УСЛОВИЕ ЗАДАНИЯ =
Продолжите отрывок о детстве Зои в Шиткине и песнях в сельском клубе. Начните сразу после последнего приведенного предложения.

Поколение Зои было атеистическим. Но оно с малых лет впитывало и усваивало высшую справедливость революции, которая произошла в родной стране. И поколение это готовилось отстаивать идеалы и завоевания революции.
В Шиткине Зое идет всего лишь седьмой год. Но, говоря о ее воспитании, хочу привести еще один эпизод из воспоминаний Любови Тимофеевны:
«В сельском шиткинском клубе часто показывали кинофильмы, и время от времени я водила туда Зою с Шурой… Всякий раз, когда зал наполнялся народом, кто-нибудь говорил вопросительно, нараспев, упирая на “о”:
– Споем?
И всегда сразу несколько голосов откликалось:
– Споем!
Пели удивительно: с воодушевлением, со страстью, и все больше старинные сибирские песни и песни времен Гражданской войны. Далекие дни оживали в этих протяжных, широких и вольных напевах, грозные события, суровые и смелые люди вставали перед нами. Голоса были глубокие, сильные. Над большим, дружным хором разливался высокий молодой тенор или волной рассказывался могучий, низкий, поистине таежный бас, за сердце хватая такой неподдельной задушевностью, что иной раз слезы навертывались на глаза.

ИСХОДНЫЕ ДАННЫЕ =

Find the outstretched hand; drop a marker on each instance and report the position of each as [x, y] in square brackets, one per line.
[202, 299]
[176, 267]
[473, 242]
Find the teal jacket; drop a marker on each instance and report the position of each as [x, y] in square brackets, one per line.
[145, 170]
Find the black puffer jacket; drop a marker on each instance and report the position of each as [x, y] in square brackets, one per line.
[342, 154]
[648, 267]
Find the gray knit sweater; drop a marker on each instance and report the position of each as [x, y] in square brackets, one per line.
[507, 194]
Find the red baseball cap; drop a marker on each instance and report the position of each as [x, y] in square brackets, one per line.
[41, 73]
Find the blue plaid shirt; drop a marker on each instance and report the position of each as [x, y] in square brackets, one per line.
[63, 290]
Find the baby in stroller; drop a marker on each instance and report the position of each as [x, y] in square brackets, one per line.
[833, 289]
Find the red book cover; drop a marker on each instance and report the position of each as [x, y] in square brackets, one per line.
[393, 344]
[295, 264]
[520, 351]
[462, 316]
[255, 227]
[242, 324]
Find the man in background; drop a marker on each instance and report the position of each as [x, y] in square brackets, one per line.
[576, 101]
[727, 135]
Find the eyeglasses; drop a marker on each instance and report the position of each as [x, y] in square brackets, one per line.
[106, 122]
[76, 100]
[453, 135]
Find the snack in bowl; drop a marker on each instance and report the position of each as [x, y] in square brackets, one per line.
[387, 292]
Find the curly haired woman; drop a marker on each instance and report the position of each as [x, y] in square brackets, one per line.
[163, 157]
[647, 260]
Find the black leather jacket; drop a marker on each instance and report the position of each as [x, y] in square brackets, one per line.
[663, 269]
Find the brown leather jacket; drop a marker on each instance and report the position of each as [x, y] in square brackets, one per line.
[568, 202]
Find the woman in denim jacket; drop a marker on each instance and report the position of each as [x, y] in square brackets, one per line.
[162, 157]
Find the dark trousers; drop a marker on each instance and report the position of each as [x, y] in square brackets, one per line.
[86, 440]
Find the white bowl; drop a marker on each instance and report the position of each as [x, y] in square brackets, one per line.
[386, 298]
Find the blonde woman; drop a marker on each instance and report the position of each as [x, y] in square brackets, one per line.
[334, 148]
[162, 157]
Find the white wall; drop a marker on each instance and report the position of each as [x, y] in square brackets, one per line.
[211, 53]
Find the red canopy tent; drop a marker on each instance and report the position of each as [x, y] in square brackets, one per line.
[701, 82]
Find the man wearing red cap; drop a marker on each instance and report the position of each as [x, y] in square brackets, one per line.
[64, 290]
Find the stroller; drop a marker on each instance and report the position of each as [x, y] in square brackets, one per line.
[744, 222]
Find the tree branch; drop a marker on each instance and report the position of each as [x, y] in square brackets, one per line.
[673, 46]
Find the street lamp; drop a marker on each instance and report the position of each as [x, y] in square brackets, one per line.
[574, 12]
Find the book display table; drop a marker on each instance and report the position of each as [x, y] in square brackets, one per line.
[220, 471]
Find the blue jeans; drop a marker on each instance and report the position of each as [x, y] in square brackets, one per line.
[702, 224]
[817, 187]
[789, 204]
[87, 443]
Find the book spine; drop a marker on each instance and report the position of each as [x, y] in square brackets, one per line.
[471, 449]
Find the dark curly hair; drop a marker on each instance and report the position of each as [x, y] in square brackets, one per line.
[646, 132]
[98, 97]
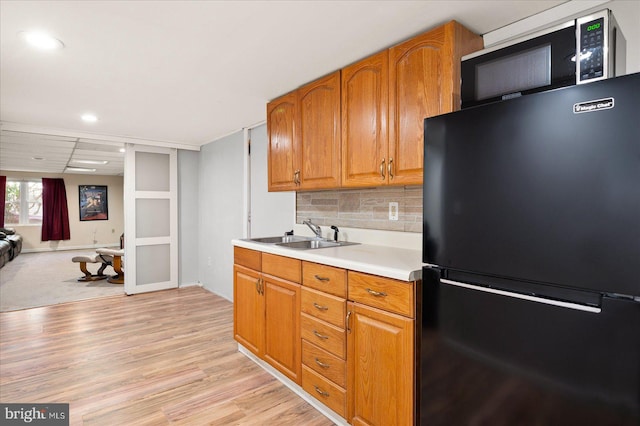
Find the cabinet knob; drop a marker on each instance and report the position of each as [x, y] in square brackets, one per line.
[320, 336]
[320, 307]
[376, 293]
[321, 392]
[322, 364]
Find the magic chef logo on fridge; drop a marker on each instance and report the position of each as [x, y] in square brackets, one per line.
[591, 106]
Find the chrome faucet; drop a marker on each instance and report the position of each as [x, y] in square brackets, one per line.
[315, 228]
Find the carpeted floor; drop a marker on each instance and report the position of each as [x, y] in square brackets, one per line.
[49, 278]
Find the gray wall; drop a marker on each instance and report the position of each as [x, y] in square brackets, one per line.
[188, 187]
[272, 213]
[220, 205]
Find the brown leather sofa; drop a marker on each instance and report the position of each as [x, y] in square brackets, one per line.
[10, 245]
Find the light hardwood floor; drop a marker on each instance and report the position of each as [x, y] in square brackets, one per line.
[150, 359]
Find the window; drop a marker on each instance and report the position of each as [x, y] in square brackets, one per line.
[23, 203]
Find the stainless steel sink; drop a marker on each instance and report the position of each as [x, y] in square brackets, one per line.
[280, 239]
[314, 244]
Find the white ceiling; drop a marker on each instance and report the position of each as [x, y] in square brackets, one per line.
[189, 72]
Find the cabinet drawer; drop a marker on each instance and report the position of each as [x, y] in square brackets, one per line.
[246, 257]
[324, 363]
[325, 278]
[329, 308]
[282, 267]
[384, 293]
[323, 335]
[324, 391]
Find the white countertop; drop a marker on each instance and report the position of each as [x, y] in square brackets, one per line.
[390, 262]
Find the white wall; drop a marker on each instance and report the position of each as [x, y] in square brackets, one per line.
[272, 213]
[627, 13]
[188, 195]
[220, 211]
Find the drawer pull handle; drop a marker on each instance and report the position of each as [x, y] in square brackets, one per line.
[320, 307]
[321, 392]
[320, 336]
[322, 364]
[376, 293]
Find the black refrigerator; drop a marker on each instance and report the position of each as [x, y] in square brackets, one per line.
[531, 251]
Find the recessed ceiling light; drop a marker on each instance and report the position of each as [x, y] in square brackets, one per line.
[78, 169]
[41, 40]
[90, 161]
[89, 118]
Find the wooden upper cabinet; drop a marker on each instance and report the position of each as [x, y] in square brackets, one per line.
[281, 130]
[365, 94]
[424, 75]
[319, 133]
[366, 127]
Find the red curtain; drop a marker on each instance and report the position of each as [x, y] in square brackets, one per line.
[3, 188]
[55, 213]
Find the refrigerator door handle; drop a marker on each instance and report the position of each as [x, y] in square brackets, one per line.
[536, 299]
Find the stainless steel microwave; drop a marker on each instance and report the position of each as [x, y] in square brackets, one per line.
[586, 49]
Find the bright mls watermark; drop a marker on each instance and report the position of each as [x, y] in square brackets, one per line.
[34, 414]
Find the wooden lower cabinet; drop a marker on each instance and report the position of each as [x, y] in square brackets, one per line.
[248, 310]
[380, 371]
[267, 310]
[282, 326]
[347, 338]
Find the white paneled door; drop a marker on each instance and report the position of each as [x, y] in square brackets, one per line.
[151, 219]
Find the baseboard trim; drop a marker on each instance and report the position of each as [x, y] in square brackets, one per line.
[323, 409]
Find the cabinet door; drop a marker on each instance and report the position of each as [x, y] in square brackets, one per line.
[380, 367]
[282, 326]
[248, 309]
[282, 156]
[319, 133]
[365, 96]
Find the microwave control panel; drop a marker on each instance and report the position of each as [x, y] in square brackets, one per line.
[596, 36]
[592, 36]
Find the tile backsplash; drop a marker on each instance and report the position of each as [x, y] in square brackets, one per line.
[363, 208]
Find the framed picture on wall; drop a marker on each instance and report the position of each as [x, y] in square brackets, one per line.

ГОТОВОЕ РЕШЕНИЕ =
Зоя и Шура пели вместе со всеми. Особенно любили мы одну песню:
Ночь прошла. Веял ласковый ветер.
День весенний и яркий настал.
И на солнечном теплом рассвете
Молодой партизан умирал».
Песня… Меня очень волнует этот момент раннего Зоиного детства, потому что я чувствую, какое волнение переживает она, когда поет. И как глубоко входит в ее сердце смерть молодого красного партизана, который погибает за справедливое дело.
Будут у нее потом и другие прекрасные песни о героях борьбы за справедливость – «Орленок», «Каховка», «Песня о Щорсе»…
Но где такие песни сейчас? Или стране уже не нужны герои?
Нет, скорее всего суть в другом. Отринута справедливость как высший общественный идеал. А то, что якобы должно людям ее заменить – мечта о больших деньгах, о комфорте и удовольствиях, – таких песен, увы, не рождает.
Впрочем, к теме справедливости и борьбы за нее мы еще не раз обратимся, перелистывая страницы Зоиной жизни.
Они в Москве, и дети – в школе
В 1930-м родители Зои переезжают в Москву, куда их настойчиво звали Ольга и Сергей – сестра и брат Любови Тимофеевны. А на следующий год, обустроившись, перевозят в столицу и Зою с Шурой, которые около года пожили у бабушки и дедушки в Осиновых Гаях. Начинается московская жизнь семьи Космодемьянских.
Поселились они в небольшом домике близ Тимирязевской академии, в маленькой комнате. Другую, более просторную и удобную, они получат через два года после приезда детей в Москву – в доме № 7 по Александровскому проезду, который стал потом улицей Героев Советского Союза Зои и Александра Космодемьянских.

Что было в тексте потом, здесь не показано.